• _Work required_: Among the entries that follow, find every line with the word "outcrop" and list it.

Start of Block

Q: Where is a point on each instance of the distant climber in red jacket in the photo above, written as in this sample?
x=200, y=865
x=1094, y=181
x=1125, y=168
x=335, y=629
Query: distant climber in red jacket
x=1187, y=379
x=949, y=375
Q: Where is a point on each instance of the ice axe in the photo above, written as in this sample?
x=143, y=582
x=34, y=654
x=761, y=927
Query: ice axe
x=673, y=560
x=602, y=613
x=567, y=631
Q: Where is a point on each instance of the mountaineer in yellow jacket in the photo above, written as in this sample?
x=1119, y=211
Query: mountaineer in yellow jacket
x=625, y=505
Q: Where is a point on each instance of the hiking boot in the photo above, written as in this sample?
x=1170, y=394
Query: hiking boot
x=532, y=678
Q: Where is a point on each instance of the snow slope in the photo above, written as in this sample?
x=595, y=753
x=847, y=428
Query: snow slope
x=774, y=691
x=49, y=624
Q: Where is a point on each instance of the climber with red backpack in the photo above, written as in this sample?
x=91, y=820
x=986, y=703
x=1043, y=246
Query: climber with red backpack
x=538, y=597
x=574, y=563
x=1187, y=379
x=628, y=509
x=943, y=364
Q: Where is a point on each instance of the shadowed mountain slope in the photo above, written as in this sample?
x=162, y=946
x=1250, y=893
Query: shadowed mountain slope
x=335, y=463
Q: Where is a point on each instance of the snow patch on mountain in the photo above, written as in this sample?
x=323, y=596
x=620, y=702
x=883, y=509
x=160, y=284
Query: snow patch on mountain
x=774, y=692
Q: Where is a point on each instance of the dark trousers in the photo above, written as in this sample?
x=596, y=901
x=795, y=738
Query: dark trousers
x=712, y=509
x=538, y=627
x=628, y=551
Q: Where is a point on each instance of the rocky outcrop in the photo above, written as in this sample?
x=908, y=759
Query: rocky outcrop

End of Block

• _Task output_:
Q: Where is a point on each instance of the rocky outcrop in the photo above, written as in this sample?
Query: rocky outcrop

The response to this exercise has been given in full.